Each entry below is to be transcribed exactly; pictures are not copied.

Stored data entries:

+---+

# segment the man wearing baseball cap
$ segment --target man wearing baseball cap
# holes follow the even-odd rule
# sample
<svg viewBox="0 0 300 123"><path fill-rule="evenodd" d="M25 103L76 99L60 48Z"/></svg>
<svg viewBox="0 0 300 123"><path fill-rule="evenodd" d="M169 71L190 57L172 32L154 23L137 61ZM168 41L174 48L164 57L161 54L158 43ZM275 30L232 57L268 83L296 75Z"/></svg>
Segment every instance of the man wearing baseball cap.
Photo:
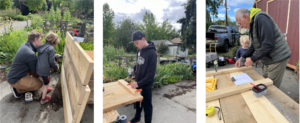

+---+

◆ EXERCISE SOLUTION ◆
# segment the man wearing baseball cap
$ segment --target man wearing baseball cap
# holes follow the even-odd rule
# sample
<svg viewBox="0 0 300 123"><path fill-rule="evenodd" d="M25 103L76 99L60 48Z"/></svg>
<svg viewBox="0 0 300 123"><path fill-rule="evenodd" d="M169 71L190 57L172 32L154 23L137 61ZM168 41L174 48L164 57L161 54L158 43ZM275 30L232 57L268 83L296 75Z"/></svg>
Segment every instance of the man wearing baseball cap.
Photo:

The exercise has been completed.